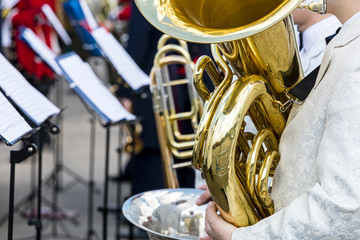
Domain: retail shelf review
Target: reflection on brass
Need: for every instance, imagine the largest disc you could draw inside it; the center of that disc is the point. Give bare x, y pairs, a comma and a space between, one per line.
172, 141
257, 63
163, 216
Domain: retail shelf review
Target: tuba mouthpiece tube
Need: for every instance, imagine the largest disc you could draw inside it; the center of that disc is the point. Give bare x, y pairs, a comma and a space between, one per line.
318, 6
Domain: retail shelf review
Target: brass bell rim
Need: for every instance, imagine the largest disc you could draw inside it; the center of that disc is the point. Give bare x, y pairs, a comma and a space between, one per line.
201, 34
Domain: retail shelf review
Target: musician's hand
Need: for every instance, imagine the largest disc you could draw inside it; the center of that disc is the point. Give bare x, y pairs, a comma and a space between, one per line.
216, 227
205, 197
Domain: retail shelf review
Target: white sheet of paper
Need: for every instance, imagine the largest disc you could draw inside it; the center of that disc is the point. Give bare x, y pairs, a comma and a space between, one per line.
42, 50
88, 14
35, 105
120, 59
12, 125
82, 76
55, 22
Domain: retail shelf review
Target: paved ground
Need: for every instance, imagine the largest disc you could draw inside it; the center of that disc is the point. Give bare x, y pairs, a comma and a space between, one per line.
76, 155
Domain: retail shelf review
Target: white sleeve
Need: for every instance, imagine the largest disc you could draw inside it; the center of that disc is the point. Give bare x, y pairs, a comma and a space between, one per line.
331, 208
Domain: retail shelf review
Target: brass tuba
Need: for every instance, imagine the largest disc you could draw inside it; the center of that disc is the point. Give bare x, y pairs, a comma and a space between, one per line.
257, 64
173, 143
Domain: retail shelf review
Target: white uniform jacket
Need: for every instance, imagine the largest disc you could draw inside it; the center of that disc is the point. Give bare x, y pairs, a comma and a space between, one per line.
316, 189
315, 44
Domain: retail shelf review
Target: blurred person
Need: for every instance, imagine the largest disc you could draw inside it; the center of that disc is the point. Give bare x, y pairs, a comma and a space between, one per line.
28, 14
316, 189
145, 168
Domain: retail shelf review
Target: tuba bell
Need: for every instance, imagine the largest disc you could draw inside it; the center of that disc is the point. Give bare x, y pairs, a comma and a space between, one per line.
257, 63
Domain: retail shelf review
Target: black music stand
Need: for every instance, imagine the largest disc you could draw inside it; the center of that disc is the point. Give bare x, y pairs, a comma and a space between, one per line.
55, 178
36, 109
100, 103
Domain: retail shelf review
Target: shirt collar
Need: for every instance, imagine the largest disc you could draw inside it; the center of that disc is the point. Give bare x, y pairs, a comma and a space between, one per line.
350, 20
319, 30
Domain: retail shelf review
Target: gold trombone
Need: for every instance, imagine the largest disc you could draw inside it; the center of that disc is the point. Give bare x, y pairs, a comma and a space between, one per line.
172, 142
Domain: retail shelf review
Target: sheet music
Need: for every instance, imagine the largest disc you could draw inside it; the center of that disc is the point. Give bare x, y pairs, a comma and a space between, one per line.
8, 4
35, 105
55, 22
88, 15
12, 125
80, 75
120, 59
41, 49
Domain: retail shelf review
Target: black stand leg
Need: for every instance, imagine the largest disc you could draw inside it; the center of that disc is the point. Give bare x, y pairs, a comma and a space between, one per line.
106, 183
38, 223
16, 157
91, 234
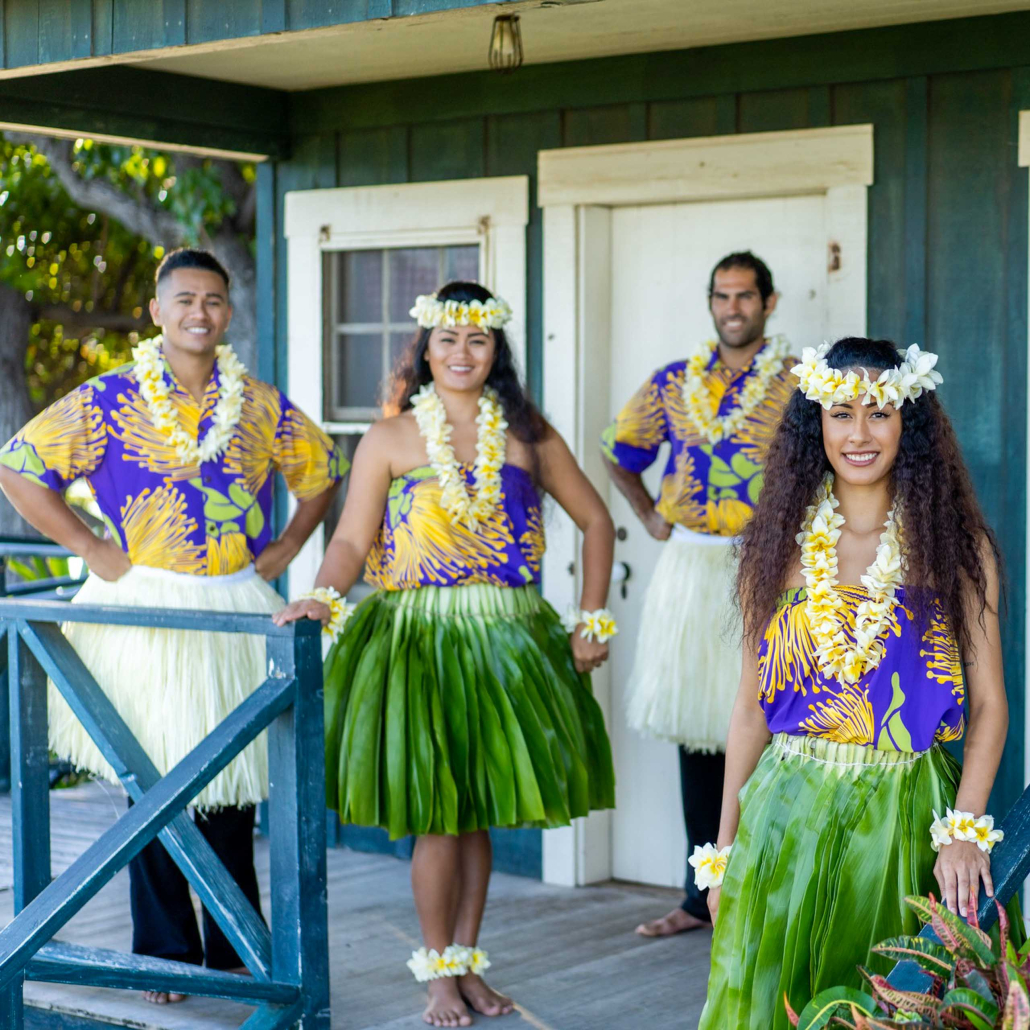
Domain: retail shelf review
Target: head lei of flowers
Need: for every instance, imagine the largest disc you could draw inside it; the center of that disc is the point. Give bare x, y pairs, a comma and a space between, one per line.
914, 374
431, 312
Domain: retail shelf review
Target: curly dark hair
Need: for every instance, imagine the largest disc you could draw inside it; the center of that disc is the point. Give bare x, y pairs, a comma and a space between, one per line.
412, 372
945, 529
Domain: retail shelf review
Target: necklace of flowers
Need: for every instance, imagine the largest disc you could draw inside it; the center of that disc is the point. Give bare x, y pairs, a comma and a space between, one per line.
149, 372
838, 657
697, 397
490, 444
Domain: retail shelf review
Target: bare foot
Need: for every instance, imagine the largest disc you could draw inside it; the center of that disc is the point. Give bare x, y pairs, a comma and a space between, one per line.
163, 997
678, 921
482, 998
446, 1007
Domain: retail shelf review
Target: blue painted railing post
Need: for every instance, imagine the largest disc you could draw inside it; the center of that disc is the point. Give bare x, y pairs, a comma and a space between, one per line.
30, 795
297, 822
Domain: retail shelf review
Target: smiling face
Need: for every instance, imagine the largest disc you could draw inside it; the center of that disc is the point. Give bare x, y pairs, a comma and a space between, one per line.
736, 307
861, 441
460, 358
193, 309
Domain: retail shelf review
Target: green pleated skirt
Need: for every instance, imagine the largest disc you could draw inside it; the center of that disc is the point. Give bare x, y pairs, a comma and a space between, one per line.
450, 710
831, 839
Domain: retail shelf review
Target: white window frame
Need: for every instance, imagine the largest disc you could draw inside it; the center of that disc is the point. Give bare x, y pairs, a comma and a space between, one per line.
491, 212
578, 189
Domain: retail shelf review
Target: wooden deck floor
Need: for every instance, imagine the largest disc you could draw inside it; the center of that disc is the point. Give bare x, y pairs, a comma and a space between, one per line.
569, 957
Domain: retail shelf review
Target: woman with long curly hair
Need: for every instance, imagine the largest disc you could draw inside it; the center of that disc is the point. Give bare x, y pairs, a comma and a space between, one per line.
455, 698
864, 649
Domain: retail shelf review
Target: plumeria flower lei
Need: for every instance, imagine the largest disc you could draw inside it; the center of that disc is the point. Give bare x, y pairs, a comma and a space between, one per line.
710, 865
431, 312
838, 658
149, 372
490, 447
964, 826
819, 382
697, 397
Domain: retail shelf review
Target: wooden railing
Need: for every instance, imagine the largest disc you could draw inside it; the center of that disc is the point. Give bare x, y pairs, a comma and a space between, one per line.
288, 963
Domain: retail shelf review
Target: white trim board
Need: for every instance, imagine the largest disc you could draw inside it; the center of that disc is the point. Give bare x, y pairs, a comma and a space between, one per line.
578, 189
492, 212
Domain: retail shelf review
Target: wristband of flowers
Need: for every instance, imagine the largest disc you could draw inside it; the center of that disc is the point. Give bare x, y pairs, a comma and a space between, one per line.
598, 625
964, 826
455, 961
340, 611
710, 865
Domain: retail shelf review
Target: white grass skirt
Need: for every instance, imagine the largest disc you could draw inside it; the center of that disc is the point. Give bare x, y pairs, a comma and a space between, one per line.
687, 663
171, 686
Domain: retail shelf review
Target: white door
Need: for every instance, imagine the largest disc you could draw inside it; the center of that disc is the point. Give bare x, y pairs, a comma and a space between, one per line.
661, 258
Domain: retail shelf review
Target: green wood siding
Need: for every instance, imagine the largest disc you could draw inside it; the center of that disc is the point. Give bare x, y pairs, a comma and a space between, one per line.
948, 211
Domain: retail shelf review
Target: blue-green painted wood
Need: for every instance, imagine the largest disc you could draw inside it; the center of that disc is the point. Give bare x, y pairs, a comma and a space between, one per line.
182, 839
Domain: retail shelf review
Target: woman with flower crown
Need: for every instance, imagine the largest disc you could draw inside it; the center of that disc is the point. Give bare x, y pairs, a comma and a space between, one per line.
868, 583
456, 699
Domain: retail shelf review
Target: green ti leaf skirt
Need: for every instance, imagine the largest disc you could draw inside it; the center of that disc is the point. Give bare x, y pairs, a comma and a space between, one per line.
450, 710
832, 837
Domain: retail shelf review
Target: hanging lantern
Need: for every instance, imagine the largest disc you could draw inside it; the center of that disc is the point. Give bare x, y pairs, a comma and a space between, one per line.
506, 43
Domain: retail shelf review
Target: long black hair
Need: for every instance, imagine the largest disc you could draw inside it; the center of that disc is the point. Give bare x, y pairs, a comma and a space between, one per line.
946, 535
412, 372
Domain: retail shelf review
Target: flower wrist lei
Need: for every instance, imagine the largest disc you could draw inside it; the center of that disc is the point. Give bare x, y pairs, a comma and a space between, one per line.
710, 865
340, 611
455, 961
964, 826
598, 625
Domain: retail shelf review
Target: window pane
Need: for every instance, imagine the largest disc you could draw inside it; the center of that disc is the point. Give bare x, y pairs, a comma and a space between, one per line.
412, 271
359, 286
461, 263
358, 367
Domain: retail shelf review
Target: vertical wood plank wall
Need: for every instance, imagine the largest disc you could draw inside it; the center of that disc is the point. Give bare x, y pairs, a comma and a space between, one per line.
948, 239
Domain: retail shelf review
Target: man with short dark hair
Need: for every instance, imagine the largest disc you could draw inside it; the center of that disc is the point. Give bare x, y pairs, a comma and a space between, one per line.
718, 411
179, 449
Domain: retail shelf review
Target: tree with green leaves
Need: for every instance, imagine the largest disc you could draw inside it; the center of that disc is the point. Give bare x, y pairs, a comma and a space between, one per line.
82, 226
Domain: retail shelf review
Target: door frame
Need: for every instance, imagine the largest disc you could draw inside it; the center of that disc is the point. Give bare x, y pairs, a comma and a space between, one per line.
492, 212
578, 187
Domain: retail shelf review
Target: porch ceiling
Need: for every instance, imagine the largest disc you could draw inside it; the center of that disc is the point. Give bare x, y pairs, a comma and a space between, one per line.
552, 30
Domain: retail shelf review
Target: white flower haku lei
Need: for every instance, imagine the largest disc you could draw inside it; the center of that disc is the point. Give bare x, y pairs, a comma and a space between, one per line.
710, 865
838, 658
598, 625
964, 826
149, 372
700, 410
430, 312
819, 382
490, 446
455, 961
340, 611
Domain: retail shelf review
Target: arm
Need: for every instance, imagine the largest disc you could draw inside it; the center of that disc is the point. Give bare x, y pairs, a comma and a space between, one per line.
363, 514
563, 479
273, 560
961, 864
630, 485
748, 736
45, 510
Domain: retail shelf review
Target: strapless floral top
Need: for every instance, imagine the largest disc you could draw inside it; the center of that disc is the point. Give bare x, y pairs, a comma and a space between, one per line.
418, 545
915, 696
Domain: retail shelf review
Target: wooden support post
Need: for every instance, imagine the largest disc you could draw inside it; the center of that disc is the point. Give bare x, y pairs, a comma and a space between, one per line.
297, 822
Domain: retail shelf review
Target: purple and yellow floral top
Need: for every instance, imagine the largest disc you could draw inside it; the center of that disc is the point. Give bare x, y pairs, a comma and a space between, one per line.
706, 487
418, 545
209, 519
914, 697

━━━━━━━━━━━━━━━━━━━━━━━━━━━━━━

What is expected:
Count the lines of the records that contain the string "hair", treating uppercase and lowercase letters as different. Give only the number.

Reply to the exercise:
4